--- Supplied material ---

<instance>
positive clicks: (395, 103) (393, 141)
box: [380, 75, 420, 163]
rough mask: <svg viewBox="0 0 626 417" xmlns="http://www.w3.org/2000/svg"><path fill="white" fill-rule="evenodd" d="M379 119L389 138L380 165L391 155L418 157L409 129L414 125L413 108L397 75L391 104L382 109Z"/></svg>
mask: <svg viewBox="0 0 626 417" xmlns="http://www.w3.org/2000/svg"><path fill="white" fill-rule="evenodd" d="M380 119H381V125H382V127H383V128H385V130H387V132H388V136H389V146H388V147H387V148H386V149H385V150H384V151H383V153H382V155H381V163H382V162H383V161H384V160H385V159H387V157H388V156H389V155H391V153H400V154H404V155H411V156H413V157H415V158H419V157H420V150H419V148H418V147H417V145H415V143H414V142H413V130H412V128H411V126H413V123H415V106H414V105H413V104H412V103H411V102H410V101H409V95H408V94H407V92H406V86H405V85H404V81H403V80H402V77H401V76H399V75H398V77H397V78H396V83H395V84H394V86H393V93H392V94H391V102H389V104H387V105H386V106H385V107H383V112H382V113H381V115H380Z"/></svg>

---
--- Supplied material ---

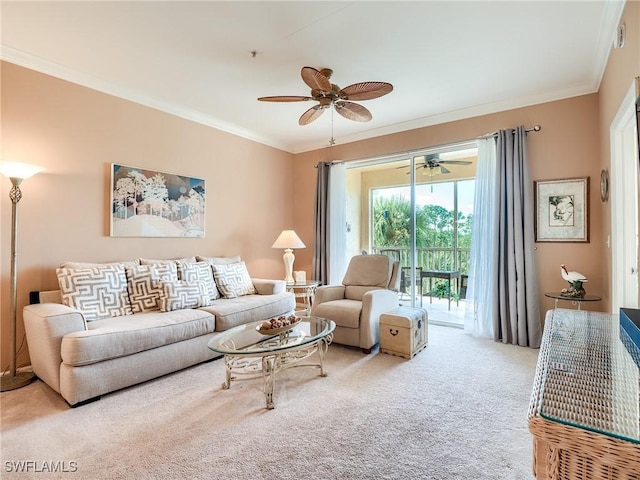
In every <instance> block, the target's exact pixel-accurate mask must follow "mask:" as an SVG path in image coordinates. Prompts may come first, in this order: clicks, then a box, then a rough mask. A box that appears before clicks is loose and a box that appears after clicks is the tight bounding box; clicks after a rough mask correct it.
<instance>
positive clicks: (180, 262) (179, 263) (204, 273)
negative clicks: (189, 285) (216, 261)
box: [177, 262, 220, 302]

---
--- Supplied material ---

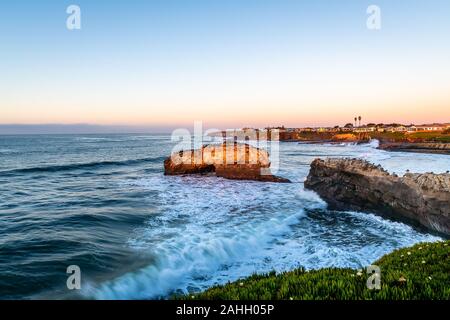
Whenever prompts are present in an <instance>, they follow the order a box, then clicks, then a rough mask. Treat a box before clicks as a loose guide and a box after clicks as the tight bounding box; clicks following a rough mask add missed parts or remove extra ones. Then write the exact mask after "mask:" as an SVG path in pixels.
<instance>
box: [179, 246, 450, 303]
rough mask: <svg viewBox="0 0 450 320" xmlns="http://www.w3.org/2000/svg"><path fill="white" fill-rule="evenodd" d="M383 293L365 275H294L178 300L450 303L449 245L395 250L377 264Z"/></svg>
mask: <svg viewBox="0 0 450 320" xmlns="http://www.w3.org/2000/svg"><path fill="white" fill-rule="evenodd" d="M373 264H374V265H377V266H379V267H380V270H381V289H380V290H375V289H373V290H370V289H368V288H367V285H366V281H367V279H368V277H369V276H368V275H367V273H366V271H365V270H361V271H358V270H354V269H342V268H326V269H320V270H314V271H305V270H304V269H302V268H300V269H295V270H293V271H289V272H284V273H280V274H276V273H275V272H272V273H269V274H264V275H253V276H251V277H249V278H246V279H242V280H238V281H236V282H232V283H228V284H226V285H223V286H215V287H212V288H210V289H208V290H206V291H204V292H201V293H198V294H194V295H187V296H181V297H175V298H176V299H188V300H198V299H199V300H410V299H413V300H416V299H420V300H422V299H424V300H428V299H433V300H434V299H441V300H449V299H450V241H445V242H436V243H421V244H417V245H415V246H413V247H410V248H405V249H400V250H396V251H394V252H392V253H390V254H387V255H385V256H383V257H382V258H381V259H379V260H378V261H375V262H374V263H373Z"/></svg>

---

Exercise
Copy every single line of the material above that holds "order".

Answer to this task
In every <instance> block, the target's exact pixel-accurate mask must follow "mask:" as an SVG path in image coordinates. Prompts may come first, in this order: clicks, then a box, then a rough mask. A box that appears before clicks is loose and a box that appears after clicks is the tight bounding box; clicks after a rough mask correct it.
Whenever prompts are present in an <instance>, they follow the order a box, then clicks, then a rough mask. Treat a box before clicks as a loose guide and a box after clicks as the tight bounding box; clicks following a rough mask add missed parts or remove extra ones. Then write the exact mask after "mask:" as an SVG path in pixels.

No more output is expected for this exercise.